» TASK TO CARRY OUT:
Reproduce every line of the records below, requests included, and shift each polygon coordinate in the answers by adding 92 to it, leaving the numbers in the requests and their format samples unchanged.

» PROVIDED ENTRIES:
● ● ● ●
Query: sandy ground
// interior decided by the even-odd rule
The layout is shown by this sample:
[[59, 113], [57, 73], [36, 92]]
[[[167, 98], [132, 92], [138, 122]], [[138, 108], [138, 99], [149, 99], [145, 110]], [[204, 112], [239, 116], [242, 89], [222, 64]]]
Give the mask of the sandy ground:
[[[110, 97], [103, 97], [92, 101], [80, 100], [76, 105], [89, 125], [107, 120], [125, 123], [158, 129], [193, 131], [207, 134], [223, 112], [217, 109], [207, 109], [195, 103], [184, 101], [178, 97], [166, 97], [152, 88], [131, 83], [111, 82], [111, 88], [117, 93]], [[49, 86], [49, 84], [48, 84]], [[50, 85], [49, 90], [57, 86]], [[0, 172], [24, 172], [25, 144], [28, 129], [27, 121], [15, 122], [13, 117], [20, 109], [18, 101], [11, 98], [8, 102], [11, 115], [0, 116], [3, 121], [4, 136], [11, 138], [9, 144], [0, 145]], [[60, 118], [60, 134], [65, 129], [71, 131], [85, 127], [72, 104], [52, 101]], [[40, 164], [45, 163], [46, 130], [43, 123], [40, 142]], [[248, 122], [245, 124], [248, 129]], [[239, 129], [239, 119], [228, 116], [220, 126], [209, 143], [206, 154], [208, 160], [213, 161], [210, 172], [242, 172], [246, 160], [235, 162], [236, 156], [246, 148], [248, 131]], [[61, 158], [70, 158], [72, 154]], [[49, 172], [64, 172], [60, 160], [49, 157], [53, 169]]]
● ● ● ●
» THE SOLUTION:
Query: sandy ground
// interior decided by the even-odd rule
The layout is shown by this sample:
[[59, 113], [57, 73], [36, 92]]
[[[167, 98], [132, 92], [138, 122]], [[138, 108], [138, 99], [149, 99], [145, 110]], [[204, 112], [239, 116], [242, 89], [222, 64]]]
Give the mask of the sandy ground:
[[[202, 189], [195, 189], [184, 193], [172, 192], [168, 197], [181, 217], [199, 212], [217, 215], [250, 221], [285, 223], [299, 226], [315, 204], [309, 201], [299, 201], [287, 195], [276, 193], [270, 189], [258, 189], [244, 180], [223, 175], [203, 174], [203, 180], [209, 185]], [[141, 178], [141, 176], [140, 176]], [[142, 177], [141, 182], [149, 178]], [[92, 264], [116, 264], [117, 236], [120, 221], [119, 213], [107, 214], [105, 209], [112, 201], [110, 193], [103, 190], [100, 194], [103, 207], [92, 208], [95, 213], [96, 228], [103, 230], [101, 236], [92, 237]], [[152, 210], [152, 226], [157, 221], [163, 223], [177, 219], [164, 196], [144, 193]], [[132, 256], [137, 255], [138, 222], [135, 215], [132, 234]], [[340, 214], [337, 216], [340, 221]], [[331, 221], [331, 211], [320, 208], [312, 218], [301, 235], [298, 246], [300, 252], [305, 253], [302, 264], [334, 264], [338, 252], [327, 254], [328, 248], [338, 240], [340, 223]], [[153, 250], [162, 250], [164, 246]], [[141, 264], [156, 264], [152, 252], [141, 249], [145, 261]]]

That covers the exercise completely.